Repeat the entries below exactly as they appear, with no pictures.

-- START MATERIAL FOR THE TASK --

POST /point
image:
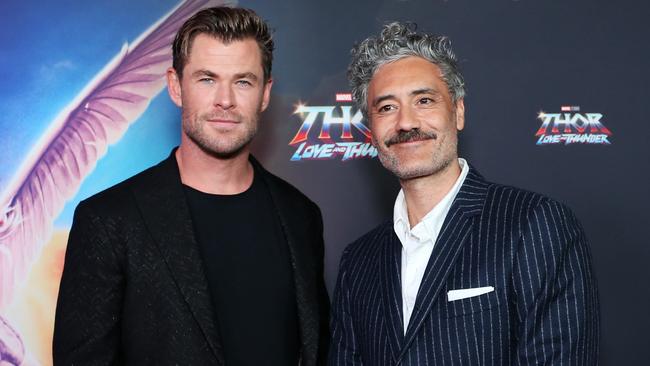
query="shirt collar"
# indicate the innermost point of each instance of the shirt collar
(432, 221)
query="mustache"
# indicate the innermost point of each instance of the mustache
(230, 116)
(411, 135)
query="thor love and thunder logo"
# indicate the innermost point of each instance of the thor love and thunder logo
(342, 134)
(572, 127)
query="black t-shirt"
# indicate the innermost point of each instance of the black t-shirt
(247, 264)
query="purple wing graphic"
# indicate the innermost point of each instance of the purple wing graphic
(76, 139)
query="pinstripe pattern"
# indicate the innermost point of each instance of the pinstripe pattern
(532, 250)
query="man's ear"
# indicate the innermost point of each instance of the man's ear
(266, 95)
(460, 114)
(174, 87)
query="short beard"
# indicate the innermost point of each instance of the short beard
(193, 129)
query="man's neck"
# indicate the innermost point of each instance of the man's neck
(424, 193)
(214, 175)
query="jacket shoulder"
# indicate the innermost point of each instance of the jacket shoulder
(119, 197)
(289, 194)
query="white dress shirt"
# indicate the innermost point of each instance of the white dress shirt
(418, 242)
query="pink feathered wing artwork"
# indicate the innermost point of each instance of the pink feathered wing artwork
(69, 151)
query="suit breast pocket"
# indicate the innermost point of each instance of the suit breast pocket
(472, 305)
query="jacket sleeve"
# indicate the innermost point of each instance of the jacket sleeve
(556, 294)
(87, 321)
(343, 347)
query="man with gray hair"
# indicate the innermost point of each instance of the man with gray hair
(467, 272)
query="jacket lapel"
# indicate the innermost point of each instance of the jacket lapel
(390, 272)
(455, 231)
(298, 232)
(160, 198)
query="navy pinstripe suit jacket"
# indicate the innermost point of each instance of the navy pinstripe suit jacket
(544, 309)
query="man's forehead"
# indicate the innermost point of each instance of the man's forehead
(408, 76)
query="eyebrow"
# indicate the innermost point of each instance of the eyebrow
(208, 73)
(413, 93)
(203, 72)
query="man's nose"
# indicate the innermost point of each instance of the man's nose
(224, 97)
(406, 119)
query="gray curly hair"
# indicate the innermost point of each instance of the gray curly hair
(397, 41)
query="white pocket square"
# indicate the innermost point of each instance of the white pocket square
(454, 295)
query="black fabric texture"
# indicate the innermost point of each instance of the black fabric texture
(249, 275)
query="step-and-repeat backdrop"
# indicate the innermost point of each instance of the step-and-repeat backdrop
(556, 104)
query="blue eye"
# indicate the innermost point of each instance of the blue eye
(386, 108)
(244, 83)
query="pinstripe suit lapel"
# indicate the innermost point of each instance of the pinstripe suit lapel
(391, 289)
(455, 231)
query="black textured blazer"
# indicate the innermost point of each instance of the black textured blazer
(134, 291)
(531, 250)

-- END MATERIAL FOR THE TASK --

» COMPLETE ANSWER:
POST /point
image:
query="shirt collar"
# indicate the innermost point of each instance of the shirt collar
(432, 221)
query="mustache"
# indicate the innermost point of each instance of the mustache
(230, 116)
(411, 135)
query="thor love and thunder logo"
# indicate the innermost point of each instance of the thor love and thunder logo
(342, 134)
(572, 127)
query="black t-shirt"
# indicate the innermost point of each instance of the black t-shirt
(247, 264)
query="purple wing graphic"
# indicate the innermost point of each instance of the purple wing graphic
(76, 139)
query="pinstripe pattern"
# indicate the innermost point of each instance of the pinstripe pattern
(532, 250)
query="man's ear"
# indicate the innermost point of each instance of the man's ear
(266, 95)
(460, 114)
(174, 87)
query="short beard"
# indicate the innermost point of each instance of the short beard
(193, 129)
query="man's neck"
# indicate the innermost point of each instance of the man's neck
(424, 193)
(214, 175)
query="jacket shoulder"
# indicate the innermost point of each instance of the jacket shoulder
(119, 197)
(289, 194)
query="white dress shirt"
# indicate the innermost point of each instance of the white dress shirt
(418, 242)
query="pink feathered wing artwork"
# indicate the innermost point of each instance of the pink feathered wing artwork
(69, 151)
query="suit breast pocket"
# indicate the innermost point of each instance of the suit breast pocket
(472, 305)
query="jacket sleeve"
# indicate the innermost point of each instance of the jacket sleeve
(556, 294)
(87, 321)
(343, 347)
query="man with gray hair"
# indicate the innermost point of each instance of the man with gray hair
(467, 272)
query="jacket lapel"
# indicate the innermost point of each instance of the jacket lapel
(390, 272)
(455, 231)
(298, 232)
(160, 198)
query="navy pinstripe suit jacket"
# indicate the innermost point of each instance of the navy pinstripe suit jacket
(544, 309)
query="man's forehead"
# indicate the innermost point of each instance of the man's forehead
(408, 76)
query="eyebrow"
# indicate the innermost point of each instance of the eyebrow
(208, 73)
(413, 93)
(203, 72)
query="man's nose"
# indicate the innermost point of each instance of the man's nose
(224, 97)
(406, 119)
query="gray curly hair"
# indicate the innermost point of each instance of the gray curly hair
(397, 41)
query="white pocket square"
# indicate the innermost point of each instance of the white pocket square
(454, 295)
query="black fabric texture"
# indicate the innermost point of each instance of the black fabric texture
(249, 275)
query="step-and-repeat backdrop"
# indicate the innermost point of each instance of the step-and-repeat backdrop
(556, 104)
query="blue eye"
# indicate the innermost point of each instance of the blue eye
(386, 108)
(244, 83)
query="pinstripe suit lapel"
# indicate the innermost point of each instance of the pinstripe suit lapel
(391, 289)
(455, 231)
query="black textured blazer"
# indicate the innermost point of each instance of the black textured blazer
(134, 291)
(531, 250)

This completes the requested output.